For a number of years Labour has been struggling to engage with farmers and get their vote- and it is for that very reason we have had 3 successive National governments- as bad as they are, they hold the rural electorates because Labour/Greens is worse. Like someone commented following Labour’s policy announcement- it’s easy to tax those you hate. For all Ardern reckons she came from a farm and holds them close to her heart, she is seriously deluded. Waterways are continually moving through a cycle, with evaporation, precipitation etc. It’s not a static thing like a house which you can own, or animals which live for x number of years. Water has, and always will, continue in a normal cycle so claiming ownership is crazy. Even more is taxing the people who make better and cleaner use of the land than many others.
As I wrote earlier, farming is the country’s backbone and employs far more people or has more people directly and indirectly involved than any other NZ business. Many comments appeared on social media about how farmers have been running this country for too long. Well my response (which I didn’t type) is ‘which planet have you been living on?’ If farmers ruled this country, would we have the increasingly ridiculous health and safety rules? Would we have the more and more politically correct animal welfare policies? Bearing in mind with that one, that farmers by and large care about their animals, as healthy animals are worth a lot more than dead ones on the property.

So my questions for all NZ politicians and parties are:
– which party is not going to be afraid to stand up and speak for the people who voted it in?

### PROVIDED MATERIAL

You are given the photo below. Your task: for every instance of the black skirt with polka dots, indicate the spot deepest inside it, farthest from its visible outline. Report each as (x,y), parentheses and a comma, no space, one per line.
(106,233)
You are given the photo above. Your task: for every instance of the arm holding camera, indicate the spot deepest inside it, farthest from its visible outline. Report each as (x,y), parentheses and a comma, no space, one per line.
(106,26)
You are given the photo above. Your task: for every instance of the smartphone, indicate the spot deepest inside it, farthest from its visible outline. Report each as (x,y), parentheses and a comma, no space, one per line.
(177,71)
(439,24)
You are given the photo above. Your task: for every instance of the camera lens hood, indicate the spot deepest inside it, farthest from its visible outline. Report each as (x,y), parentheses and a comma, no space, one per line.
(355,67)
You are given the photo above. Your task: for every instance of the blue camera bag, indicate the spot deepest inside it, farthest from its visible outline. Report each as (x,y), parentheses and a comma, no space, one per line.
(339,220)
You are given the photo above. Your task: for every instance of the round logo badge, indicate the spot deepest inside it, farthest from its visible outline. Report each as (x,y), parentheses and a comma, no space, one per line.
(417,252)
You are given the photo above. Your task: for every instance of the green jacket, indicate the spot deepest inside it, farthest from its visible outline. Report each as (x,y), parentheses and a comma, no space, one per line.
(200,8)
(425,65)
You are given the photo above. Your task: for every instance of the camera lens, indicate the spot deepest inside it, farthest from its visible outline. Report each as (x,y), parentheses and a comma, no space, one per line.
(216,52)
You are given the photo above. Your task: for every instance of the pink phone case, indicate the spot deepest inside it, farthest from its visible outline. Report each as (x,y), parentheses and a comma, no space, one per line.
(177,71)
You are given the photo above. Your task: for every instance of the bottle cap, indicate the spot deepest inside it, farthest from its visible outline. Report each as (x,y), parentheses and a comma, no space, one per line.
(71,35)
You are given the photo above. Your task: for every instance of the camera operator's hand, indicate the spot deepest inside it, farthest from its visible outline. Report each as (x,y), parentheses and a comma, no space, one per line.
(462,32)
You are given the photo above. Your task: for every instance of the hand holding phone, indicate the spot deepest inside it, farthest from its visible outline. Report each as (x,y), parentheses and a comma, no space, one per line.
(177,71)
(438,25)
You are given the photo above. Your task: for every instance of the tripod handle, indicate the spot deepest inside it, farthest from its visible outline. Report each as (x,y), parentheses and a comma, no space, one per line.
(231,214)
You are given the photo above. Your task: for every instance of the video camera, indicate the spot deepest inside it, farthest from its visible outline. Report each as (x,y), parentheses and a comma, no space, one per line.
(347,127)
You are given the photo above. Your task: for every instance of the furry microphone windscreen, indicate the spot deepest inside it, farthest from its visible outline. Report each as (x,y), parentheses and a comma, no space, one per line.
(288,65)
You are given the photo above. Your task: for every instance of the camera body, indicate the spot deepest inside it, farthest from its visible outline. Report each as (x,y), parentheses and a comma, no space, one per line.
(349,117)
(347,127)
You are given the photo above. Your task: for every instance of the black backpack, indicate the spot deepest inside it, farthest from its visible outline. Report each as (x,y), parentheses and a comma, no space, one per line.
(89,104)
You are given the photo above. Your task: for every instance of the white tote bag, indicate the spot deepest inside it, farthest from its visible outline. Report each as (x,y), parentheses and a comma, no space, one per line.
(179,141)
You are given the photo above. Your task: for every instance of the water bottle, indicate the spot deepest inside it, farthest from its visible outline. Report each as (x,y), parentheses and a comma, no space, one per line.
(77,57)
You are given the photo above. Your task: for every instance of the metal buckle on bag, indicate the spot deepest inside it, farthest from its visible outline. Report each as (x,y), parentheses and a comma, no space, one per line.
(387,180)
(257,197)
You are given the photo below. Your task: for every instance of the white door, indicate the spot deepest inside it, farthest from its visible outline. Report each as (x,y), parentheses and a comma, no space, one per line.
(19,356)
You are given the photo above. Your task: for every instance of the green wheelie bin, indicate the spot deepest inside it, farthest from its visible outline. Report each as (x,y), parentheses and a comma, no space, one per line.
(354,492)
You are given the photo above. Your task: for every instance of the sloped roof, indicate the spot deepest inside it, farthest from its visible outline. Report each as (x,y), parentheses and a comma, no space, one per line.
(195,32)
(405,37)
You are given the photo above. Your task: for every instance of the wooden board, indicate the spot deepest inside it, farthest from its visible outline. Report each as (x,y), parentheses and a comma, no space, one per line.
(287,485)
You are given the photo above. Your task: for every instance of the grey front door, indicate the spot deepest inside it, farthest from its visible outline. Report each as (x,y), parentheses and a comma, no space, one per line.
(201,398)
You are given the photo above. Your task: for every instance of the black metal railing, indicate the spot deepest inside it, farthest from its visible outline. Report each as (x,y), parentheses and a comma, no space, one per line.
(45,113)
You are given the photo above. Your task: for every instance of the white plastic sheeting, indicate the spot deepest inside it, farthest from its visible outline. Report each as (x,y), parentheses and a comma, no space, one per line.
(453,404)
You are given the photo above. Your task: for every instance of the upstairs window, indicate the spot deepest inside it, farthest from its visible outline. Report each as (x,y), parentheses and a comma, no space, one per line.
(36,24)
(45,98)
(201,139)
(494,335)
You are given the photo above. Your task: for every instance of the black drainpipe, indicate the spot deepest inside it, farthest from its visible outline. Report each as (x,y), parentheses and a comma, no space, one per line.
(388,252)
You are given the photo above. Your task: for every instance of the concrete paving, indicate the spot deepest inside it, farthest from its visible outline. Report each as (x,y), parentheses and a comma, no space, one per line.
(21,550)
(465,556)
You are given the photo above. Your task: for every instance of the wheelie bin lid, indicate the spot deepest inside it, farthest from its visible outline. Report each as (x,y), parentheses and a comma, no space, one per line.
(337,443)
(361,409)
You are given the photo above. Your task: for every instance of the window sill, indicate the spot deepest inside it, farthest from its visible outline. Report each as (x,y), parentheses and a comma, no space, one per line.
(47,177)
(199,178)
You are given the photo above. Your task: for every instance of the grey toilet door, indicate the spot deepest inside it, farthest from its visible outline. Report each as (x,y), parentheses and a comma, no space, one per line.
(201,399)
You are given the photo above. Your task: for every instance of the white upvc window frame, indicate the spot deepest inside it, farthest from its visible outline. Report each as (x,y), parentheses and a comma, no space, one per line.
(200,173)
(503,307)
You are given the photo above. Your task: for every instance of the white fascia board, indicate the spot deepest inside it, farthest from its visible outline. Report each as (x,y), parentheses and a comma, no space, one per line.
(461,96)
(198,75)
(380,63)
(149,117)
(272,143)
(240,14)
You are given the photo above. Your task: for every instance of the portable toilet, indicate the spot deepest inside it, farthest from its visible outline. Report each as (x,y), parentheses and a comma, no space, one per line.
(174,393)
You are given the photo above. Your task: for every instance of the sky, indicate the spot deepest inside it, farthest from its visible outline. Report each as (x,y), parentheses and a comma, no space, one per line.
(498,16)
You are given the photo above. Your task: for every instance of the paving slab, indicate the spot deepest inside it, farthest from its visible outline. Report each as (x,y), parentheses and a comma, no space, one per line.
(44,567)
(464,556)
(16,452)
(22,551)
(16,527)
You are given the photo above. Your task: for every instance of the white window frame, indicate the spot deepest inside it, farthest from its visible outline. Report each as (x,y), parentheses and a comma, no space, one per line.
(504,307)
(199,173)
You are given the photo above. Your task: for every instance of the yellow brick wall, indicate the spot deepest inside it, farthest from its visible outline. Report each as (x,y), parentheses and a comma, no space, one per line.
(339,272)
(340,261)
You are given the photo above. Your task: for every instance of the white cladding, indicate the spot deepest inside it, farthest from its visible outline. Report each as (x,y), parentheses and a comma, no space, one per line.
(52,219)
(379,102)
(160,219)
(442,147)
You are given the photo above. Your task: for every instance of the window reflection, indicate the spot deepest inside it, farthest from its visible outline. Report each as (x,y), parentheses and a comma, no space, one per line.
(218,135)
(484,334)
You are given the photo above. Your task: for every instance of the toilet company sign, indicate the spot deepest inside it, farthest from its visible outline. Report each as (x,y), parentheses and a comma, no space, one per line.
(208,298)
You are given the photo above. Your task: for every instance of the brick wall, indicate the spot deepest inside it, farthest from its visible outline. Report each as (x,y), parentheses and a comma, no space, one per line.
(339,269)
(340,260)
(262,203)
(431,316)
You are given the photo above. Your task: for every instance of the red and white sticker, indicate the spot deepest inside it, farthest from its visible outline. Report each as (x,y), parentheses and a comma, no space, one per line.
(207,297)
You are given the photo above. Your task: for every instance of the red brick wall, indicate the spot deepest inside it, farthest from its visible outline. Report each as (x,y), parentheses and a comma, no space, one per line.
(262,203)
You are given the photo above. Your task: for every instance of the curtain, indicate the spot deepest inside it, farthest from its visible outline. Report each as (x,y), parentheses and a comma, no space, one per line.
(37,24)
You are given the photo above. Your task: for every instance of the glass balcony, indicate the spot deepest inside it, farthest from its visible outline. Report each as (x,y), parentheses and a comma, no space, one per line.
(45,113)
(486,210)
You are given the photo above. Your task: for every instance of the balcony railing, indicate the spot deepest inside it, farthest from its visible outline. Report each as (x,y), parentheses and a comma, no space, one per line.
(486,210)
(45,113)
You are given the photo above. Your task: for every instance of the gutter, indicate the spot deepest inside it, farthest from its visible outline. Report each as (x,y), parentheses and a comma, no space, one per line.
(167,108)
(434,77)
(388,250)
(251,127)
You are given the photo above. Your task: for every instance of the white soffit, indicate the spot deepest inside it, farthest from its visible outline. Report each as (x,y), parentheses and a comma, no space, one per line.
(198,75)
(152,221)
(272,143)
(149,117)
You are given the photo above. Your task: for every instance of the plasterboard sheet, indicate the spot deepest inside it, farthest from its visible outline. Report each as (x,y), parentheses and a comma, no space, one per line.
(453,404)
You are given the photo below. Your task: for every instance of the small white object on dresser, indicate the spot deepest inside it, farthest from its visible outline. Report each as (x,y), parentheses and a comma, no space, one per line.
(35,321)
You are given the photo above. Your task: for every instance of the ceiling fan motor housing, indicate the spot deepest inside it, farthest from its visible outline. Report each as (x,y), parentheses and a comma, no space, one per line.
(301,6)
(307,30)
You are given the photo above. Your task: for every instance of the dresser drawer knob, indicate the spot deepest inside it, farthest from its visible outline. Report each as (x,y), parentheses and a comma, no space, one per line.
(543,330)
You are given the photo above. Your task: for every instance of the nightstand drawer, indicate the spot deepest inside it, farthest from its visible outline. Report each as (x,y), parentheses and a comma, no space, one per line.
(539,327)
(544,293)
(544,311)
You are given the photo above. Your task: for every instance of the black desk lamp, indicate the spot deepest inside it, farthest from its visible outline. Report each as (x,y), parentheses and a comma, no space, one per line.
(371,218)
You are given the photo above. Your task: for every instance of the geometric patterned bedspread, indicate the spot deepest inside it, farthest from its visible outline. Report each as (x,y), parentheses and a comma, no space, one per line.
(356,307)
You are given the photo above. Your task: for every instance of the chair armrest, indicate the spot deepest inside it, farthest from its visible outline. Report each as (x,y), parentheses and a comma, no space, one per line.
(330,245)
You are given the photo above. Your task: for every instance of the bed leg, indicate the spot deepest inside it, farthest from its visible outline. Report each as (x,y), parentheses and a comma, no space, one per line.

### WHAT YOU NEED TO DO
- 1) Based on the farming commentary, answer yes or no to each statement and quote the words from the commentary that decide it. (a) The writer describes water as something static, like a house. (b) The writer claims farming employs more people than any other NZ business. (c) The writer typed a reply to the social media comments.
- 2) Copy the part of the farming commentary between "As I wrote earlier, farming" and "voted it in?", inclusive.
The entries are separate material and are unrelated to the farming commentary.

### FULL ANSWERS
- 1)
(a) No: "It’s not a static thing like a house which you can own"
(b) Yes: "farming is the country’s backbone and employs far more people or has more people directly and indirectly involved than any other NZ business"
(c) No: "(which I didn’t type)"

- 2)
As I wrote earlier, farming is the country’s backbone and employs far more people or has more people directly and indirectly involved than any other NZ business. Many comments appeared on social media about how farmers have been running this country for too long. Well my response (which I didn’t type) is ‘which planet have you been living on?’ If farmers ruled this country, would we have the increasingly ridiculous health and safety rules? Would we have the more and more politically correct animal welfare policies? Bearing in mind with that one, that farmers by and large care about their animals, as healthy animals are worth a lot more than dead ones on the property.

So my questions for all NZ politicians and parties are:
– which party is not going to be afraid to stand up and speak for the people who voted it in?